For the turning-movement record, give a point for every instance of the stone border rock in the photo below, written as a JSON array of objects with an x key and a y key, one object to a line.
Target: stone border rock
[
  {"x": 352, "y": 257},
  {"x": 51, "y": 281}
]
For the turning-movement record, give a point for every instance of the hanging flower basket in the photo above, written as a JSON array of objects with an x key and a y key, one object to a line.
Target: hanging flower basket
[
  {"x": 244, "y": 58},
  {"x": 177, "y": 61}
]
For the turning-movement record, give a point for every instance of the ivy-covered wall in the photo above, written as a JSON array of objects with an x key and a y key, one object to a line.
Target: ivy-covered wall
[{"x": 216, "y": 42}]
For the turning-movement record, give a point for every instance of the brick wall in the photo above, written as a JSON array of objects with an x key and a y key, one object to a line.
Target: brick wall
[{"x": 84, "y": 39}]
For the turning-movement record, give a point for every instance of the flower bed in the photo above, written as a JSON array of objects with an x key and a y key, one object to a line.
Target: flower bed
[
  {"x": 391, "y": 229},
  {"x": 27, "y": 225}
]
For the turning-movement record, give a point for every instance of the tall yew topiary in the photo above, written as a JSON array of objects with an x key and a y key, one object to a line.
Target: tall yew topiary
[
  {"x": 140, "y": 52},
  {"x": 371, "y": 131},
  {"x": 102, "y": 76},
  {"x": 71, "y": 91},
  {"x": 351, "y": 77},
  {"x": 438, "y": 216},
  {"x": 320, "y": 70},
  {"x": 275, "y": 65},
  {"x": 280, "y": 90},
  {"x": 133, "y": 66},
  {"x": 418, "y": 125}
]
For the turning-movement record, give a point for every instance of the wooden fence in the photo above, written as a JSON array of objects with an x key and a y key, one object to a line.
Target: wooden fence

------------------------

* [Directions for this task]: Repeat all the entries word for word.

* [Answer to this exercise]:
For the turning-movement record, give a point for every instance of the stone border rock in the photo below, written as a JSON array of objects with an x key and a y key, one object to a line.
Target: stone border rock
[
  {"x": 352, "y": 257},
  {"x": 51, "y": 281}
]
For the turning-movement record, give a point for every instance of the hanging flower basket in the photo above, written as a JSON array of objects with an x key and a y key, one object to a line.
Target: hanging flower basket
[
  {"x": 244, "y": 58},
  {"x": 177, "y": 61}
]
For the turning-movement record, give a point for every instance of the ivy-covered wall in the photo above, written as a JSON array of objects with an x key and a y key, one object to a line.
Target: ivy-covered wall
[{"x": 216, "y": 42}]
For the turning-movement record, give a point for every instance of the brick wall in the photo above, written as a JSON array of objects with an x key and a y key, one object to a line.
Target: brick wall
[{"x": 84, "y": 39}]
For the turning-movement record, give a point for every instance of the flower bed in the photo above, written as a JSON array of objects with an x key and a y key, one object to a line.
Target: flower bed
[
  {"x": 391, "y": 229},
  {"x": 27, "y": 225}
]
For the turning-movement record, give a point for every instance of the tall yew topiary in the photo above, written as a JSON array of objects with an x key and a y key, one object to a line.
Target: tall yew topiary
[
  {"x": 140, "y": 52},
  {"x": 371, "y": 131},
  {"x": 102, "y": 76},
  {"x": 71, "y": 91},
  {"x": 351, "y": 77},
  {"x": 438, "y": 216},
  {"x": 320, "y": 70},
  {"x": 275, "y": 65},
  {"x": 280, "y": 90},
  {"x": 133, "y": 66},
  {"x": 418, "y": 125}
]
For the turning-movement record, give a point for every instance of the wooden fence in the photo above, written as a JSON array of objects with an x key and a y key, one object to a line.
Target: wooden fence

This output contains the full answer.